■ AIM
How many lines in the entries below contain the string "cuff"? Case matters. Reply with the number alone.

■ MATERIAL FOR THIS EXERCISE
((

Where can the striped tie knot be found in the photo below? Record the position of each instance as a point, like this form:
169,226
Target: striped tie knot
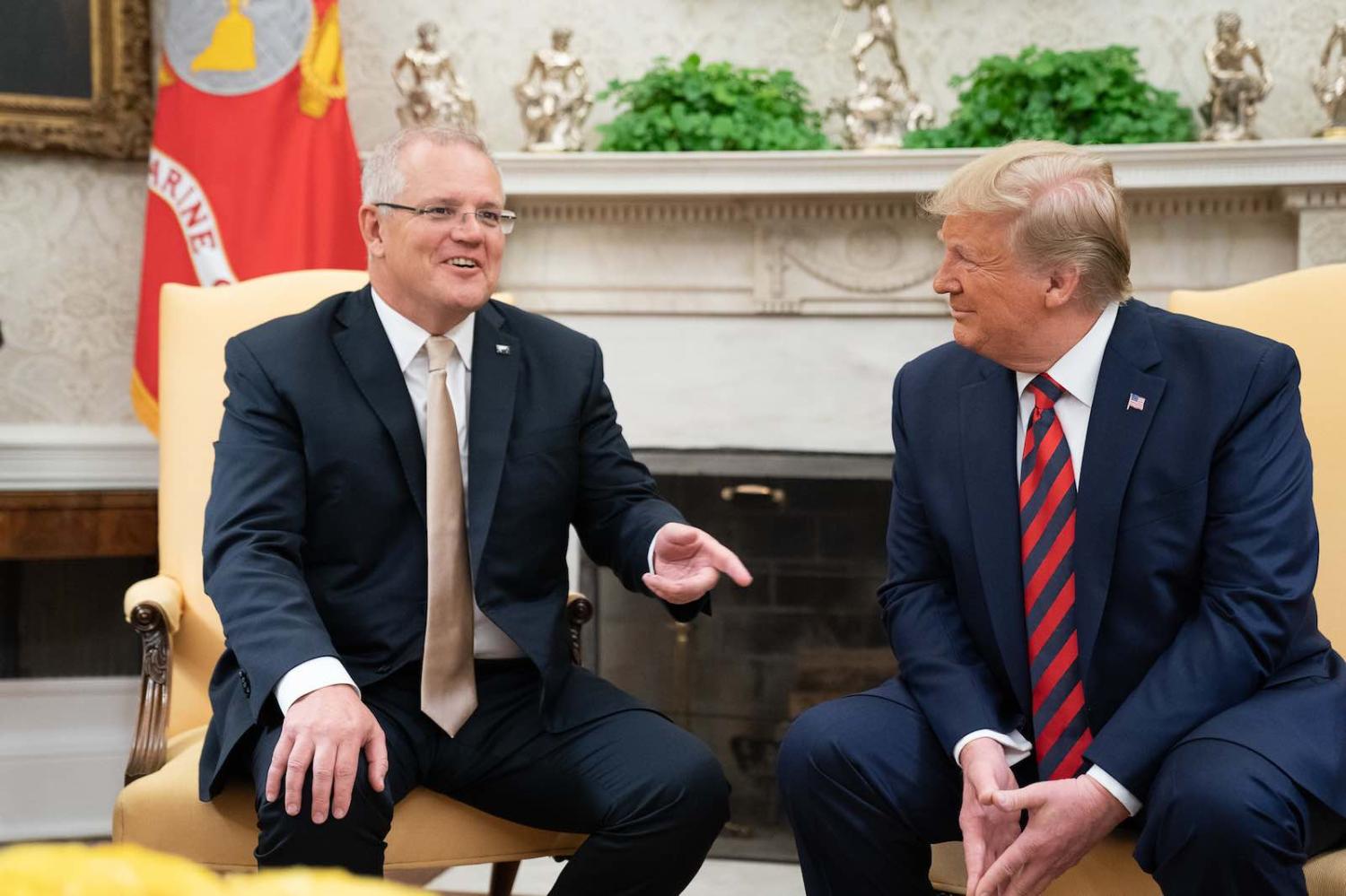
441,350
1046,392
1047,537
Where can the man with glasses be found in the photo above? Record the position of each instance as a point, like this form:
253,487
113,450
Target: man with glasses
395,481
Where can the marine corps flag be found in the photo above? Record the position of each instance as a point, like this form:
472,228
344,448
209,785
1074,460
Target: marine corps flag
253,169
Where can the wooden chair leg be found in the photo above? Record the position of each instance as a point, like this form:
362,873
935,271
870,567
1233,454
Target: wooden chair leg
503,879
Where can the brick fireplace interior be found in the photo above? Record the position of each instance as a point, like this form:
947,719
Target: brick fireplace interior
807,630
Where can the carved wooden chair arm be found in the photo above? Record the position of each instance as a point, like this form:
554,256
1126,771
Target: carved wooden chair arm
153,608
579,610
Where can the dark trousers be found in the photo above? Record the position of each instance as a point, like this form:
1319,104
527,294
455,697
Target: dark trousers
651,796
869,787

))
((

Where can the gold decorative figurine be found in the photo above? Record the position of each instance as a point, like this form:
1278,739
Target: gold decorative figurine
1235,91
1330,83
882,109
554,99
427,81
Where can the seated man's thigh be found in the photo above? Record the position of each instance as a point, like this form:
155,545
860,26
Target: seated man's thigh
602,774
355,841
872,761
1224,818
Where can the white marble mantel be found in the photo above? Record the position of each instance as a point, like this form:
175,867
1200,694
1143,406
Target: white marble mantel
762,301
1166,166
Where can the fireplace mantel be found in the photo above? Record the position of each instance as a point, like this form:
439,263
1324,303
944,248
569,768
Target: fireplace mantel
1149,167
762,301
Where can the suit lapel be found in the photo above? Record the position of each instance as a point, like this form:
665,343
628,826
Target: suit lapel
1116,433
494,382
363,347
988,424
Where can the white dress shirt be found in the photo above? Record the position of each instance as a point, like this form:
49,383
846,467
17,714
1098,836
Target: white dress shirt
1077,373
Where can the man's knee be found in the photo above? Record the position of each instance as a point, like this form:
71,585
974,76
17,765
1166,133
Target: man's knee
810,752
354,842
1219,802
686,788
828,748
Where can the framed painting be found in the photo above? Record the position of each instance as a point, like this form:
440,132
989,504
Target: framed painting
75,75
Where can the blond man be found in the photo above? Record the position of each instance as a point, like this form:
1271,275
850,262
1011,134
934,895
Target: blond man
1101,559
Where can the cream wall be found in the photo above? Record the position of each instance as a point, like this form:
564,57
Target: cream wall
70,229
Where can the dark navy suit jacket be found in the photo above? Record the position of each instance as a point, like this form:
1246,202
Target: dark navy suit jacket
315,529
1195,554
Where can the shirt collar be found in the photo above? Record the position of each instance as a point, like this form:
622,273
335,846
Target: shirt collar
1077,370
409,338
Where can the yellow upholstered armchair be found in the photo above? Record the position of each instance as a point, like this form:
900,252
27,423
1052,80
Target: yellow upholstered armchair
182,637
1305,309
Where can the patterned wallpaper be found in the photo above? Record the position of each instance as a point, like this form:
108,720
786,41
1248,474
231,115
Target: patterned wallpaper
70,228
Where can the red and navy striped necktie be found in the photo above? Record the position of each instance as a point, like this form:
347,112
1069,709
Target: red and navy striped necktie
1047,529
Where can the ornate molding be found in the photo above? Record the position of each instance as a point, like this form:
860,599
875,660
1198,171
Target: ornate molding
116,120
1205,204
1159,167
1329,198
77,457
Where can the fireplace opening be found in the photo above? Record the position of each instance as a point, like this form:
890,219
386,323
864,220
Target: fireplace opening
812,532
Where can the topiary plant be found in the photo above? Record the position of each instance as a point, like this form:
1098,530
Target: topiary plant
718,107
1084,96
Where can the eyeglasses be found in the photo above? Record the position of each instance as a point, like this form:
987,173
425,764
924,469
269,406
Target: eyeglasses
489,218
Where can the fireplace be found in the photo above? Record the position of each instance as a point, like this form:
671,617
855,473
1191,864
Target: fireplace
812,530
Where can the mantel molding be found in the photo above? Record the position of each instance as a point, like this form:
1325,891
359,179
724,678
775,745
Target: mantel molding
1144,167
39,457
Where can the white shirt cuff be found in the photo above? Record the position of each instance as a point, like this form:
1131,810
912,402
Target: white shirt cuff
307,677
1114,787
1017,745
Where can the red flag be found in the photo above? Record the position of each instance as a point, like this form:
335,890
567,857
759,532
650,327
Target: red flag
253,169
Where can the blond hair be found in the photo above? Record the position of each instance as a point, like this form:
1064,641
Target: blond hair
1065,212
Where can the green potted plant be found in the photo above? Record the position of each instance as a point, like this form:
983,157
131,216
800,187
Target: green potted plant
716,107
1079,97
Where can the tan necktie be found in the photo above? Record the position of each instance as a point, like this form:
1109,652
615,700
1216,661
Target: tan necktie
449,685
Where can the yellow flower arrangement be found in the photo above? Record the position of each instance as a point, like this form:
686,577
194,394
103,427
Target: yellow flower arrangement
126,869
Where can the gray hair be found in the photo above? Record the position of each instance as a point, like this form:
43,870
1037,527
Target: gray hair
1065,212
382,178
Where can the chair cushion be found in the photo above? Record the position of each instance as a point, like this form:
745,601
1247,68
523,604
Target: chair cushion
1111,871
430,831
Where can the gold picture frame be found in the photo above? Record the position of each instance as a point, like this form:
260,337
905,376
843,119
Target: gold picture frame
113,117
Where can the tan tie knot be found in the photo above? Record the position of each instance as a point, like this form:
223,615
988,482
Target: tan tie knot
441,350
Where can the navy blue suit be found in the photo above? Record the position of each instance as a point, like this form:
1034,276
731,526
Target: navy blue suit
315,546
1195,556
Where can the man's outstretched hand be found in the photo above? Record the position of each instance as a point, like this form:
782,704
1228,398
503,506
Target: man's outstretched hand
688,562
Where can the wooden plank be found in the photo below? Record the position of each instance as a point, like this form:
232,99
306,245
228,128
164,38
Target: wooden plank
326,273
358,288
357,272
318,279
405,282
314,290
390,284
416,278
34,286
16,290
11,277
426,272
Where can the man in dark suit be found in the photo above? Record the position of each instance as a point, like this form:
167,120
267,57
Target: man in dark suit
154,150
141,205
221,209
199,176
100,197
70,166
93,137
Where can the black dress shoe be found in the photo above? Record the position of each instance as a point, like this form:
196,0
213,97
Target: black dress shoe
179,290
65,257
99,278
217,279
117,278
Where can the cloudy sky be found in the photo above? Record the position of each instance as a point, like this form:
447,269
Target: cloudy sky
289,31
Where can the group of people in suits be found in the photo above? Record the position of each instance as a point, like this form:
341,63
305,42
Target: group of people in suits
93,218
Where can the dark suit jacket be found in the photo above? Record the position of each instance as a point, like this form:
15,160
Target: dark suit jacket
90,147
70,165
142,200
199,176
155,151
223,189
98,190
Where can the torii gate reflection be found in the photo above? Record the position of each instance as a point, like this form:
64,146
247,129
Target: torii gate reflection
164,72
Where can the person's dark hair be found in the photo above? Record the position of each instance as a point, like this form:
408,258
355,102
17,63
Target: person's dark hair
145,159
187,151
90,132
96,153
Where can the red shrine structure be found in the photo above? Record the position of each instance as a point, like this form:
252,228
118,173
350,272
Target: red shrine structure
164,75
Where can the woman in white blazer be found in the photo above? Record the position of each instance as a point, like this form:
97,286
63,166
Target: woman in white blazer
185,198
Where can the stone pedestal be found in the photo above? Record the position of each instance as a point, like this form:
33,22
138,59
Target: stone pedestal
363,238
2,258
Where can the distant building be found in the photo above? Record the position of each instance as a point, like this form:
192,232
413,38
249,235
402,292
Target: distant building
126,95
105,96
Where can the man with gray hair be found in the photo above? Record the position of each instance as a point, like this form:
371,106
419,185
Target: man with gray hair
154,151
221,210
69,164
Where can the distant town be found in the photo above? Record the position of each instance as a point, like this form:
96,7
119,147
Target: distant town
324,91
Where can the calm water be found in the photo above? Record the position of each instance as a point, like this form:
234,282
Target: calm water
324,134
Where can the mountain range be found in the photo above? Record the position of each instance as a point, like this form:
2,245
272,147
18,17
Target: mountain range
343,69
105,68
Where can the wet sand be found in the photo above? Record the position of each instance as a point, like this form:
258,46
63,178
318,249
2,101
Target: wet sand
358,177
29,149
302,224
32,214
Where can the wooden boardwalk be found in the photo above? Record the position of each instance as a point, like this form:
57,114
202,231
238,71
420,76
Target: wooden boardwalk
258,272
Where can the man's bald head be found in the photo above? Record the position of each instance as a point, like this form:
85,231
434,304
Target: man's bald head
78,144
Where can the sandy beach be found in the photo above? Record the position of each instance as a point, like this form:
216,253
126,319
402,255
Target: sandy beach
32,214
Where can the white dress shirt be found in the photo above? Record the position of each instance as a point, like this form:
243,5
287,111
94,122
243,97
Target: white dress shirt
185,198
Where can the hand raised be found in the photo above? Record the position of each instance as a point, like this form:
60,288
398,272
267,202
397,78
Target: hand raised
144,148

))

■ FINAL ANSWER
2